= GOAL OF THE EXERCISE =
Write the next part of the email thread about udevadm and the sysfs resource files, picking up right after its last sentence.

Re: [PATCH] udevadm-info: Don't access sysfs 'resource<N>' files
From: Myron Stowe
Date: Tue Mar 19 2013 - 12:58:08 EST
On Mon, 2013-03-18 at 12:59 -0600, Alex Williamson wrote:
> On Mon, 2013-03-18 at 19:25 +0100, BjÃrn Mork wrote:
> > Alex Williamson <alex.williamson@xxxxxxxxxx> wrote:
> > >On Mon, 2013-03-18 at 18:20 +0100, BjÃrn Mork wrote:
> > >> Alex Williamson <alex.williamson@xxxxxxxxxx> writes:
> > >>
> > >> > At least for KVM the kernel fix is the addition of the vfio driver
> > >which
> > >> > gives us a non-sysfs way to do this. If this problem was found a
> > >few
> > >> > years later and we were ready to make the switch I'd support just
> > >> > removing these resource files. In the meantime we have userspace
> > >that
> > >> > depends on this interface, so I'm open to suggestions how to fix
> > >it.
> > >>
> > >> I am puzzled by a couple of things in this discussion:
> > >>
> > >> 1) do you seriously mean that a userspace application (any, not just
> > >> udevadm or qemu or whatever) should be able to read and write
> > >these
> > >> registers while the device is owned by a driver? How is that ever
> > >> going to work?

(Source records)
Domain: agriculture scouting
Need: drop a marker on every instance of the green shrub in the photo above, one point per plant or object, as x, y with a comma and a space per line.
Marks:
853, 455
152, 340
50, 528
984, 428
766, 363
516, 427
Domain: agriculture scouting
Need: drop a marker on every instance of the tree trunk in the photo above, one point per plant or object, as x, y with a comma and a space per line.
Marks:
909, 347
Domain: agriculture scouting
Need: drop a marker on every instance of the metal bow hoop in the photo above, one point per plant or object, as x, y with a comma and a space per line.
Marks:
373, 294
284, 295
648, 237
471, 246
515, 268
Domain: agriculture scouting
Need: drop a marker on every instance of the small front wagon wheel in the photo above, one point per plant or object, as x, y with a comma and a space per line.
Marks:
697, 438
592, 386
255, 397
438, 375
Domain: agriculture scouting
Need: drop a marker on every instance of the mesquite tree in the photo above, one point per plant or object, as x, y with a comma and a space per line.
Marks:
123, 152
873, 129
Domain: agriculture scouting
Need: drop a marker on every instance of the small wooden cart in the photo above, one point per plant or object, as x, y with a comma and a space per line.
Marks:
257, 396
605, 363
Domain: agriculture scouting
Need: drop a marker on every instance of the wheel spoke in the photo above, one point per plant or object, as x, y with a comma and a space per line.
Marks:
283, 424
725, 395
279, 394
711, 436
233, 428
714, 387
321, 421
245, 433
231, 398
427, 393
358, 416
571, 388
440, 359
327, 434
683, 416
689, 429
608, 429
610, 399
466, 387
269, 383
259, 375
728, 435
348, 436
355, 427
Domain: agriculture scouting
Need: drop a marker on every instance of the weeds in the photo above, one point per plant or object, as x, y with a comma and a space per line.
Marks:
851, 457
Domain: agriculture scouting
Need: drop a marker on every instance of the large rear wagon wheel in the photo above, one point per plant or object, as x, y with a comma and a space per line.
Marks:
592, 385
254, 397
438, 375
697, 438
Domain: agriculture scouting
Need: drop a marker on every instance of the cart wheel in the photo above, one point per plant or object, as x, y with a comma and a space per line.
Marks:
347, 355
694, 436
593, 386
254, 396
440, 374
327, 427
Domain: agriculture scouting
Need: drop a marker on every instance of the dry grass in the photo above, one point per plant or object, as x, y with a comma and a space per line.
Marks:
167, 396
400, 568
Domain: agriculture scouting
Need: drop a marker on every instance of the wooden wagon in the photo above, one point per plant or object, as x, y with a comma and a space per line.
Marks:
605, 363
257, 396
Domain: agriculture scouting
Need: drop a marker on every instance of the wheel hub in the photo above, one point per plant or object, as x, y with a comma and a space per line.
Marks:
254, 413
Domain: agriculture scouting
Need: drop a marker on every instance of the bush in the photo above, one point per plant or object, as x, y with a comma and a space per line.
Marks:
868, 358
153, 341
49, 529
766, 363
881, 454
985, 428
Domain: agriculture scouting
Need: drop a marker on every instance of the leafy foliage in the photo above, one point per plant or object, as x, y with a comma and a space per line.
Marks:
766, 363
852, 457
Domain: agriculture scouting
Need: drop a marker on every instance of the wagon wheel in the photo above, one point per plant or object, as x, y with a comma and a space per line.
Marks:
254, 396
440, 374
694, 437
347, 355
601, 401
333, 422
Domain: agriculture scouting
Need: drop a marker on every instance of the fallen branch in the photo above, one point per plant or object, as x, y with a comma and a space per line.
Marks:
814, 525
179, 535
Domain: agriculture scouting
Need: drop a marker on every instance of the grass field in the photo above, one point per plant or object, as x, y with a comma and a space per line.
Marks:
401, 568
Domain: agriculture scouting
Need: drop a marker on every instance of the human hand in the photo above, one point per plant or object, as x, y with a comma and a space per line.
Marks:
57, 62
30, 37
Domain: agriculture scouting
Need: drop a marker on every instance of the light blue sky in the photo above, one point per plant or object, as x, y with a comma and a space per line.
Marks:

= RESULT =
> > >
> > >The expectation is that the user doesn't mess with the device through
> > >pci-sysfs while it's running. This is really no different than config
> > >space or MMIO space in that respect.
> > But it is. That's the problem. As a user I expect to be able to run
> > e.g "grep . /sys/devices/whatever/*" with no ill effects. This holds
> > for config space or MMIO space. It does not for any reset-on-read
> > register.
> As a non-admin user you can
> > > You can use setpci to break your
> > >PCI card while it's used by the driver today. The difference is that
> > >MMIO spaces side-step the issue by only allowing mmap and config space
> > >is known not to have read side-effects.
> > Yes. And that is why there is no problem exporting those. This
> > difference is fundamental.
> So how do we side-step the problem with I/O port registers? If we
> remove them then KVM needs to run with iopl which is a pretty serious
> security hole should QEMU be exploited. We could activate the resource
> files only when the device is bound to pci-assign, but that only limits
> the scope and might break UIO drivers. We could modify the file to have
> an enable sequence, but we can't do this without breaking current
> userspace. As I mentioned, the VFIO driver is intended to replace KVM's
> use of these files, but we're not ready to rip it out, perhaps not even
> ready to declare it deprecated.
> > >> 2) is it really so that a device can be so fundamentally screwed up
> > >by
> > >> reading some registers, that a later driver probe cannot properly
> > >> reinitialize it?
> > >
> > >Never underestimate how broken hardware can be,
> > True :)
> > > though in this case
> > >reading a device register seems to be causing a system hang/reset.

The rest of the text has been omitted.